* _To do_:
- 1) Write out everything from "The district court" down to "should be imposed." in the court opinion excerpt, swapping "guidelines" for "standards".
- 2) Tally the lines of the listing that contain the string "slate", with case counting, and give only the number.

* _Extract_:
■ ■ ■ ■ ■ ■ ■

The district court properly recognized that the trial court has the discretionary power to dismiss a complaint if the plaintiff fails to timely file an amendment.[1] Although such broad power is vested in the trial court, it is not necessary or beneficial for that power to be exercised in all situations. We concur *818 with Judge Altenbernd's suggestion that the trial courts need a meaningful set of guidelines to assist them in their task of sanctioning parties and attorneys for acts of malfeasance and disobedience. Kozel, 603 So.2d at 605 (Altenbernd, J., dissenting). Without such a framework, trial courts have no standard by which to judge the severity of the party's action or the type of sanction that should be imposed.

In the instant case, the trial court acted within the boundaries of the law. In our view, though, the court's decision to dismiss the case based solely on the attorney's neglect unduly punishes the litigant and espouses a policy that this Court does not wish to promote. The purpose of the Florida Rules of Civil Procedure is to encourage the orderly movement of litigation. Fla.R.Civ. Pro. 1.010. This purpose usually can be accomplished by the imposition of a sanction that is less harsh than dismissal and that is directed toward the person responsible for the delayed filing of the complaint. Clay.

■ ■ ■ ■ ■ ■ ■

Entries from a pointing dataset

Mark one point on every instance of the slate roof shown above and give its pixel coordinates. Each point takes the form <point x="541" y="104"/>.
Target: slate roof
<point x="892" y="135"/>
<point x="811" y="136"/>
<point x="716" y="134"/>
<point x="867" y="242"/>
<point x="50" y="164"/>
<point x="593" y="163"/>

■ ■ ■ ■ ■ ■ ■

* _Answers given_:
- 1)
The district court properly recognized that the trial court has the discretionary power to dismiss a complaint if the plaintiff fails to timely file an amendment.[1] Although such broad power is vested in the trial court, it is not necessary or beneficial for that power to be exercised in all situations. We concur *818 with Judge Altenbernd's suggestion that the trial courts need a meaningful set of standards to assist them in their task of sanctioning parties and attorneys for acts of malfeasance and disobedience. Kozel, 603 So.2d at 605 (Altenbernd, J., dissenting). Without such a framework, trial courts have no standard by which to judge the severity of the party's action or the type of sanction that should be imposed.

- 2) 2